--- start Source records ---

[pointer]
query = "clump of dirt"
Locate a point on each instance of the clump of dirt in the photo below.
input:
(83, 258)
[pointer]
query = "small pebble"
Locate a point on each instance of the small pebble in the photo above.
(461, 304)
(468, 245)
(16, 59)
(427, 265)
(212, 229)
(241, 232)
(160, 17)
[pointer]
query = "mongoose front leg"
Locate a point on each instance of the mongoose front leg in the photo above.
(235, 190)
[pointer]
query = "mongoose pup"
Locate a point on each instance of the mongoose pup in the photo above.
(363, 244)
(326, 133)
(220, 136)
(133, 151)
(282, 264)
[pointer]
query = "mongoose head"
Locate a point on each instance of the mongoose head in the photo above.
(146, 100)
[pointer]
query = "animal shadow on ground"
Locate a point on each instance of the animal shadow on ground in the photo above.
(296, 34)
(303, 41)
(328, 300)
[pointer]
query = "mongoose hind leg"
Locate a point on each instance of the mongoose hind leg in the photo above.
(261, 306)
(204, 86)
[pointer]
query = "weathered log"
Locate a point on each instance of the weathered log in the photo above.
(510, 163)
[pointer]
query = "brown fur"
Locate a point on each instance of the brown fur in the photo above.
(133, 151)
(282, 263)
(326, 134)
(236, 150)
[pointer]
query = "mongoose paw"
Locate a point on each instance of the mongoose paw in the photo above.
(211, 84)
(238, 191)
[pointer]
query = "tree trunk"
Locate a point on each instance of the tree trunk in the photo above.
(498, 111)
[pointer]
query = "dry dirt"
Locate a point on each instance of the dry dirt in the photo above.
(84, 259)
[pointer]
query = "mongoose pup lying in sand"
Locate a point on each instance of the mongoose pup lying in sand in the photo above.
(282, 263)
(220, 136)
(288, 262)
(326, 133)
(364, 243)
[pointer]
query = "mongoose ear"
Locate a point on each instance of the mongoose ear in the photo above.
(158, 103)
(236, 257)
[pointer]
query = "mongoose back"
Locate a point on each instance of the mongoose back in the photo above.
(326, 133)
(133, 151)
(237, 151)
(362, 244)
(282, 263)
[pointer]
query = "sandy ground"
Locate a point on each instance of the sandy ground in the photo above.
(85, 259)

--- end Source records ---

■ Written request
Pull out every line of the items above that contains the word "lying" and copy each one in full.

■ Task result
query = "mongoose pup lying in sand"
Locate a point on each instance of the mongoose pup lying in sand in the photo above.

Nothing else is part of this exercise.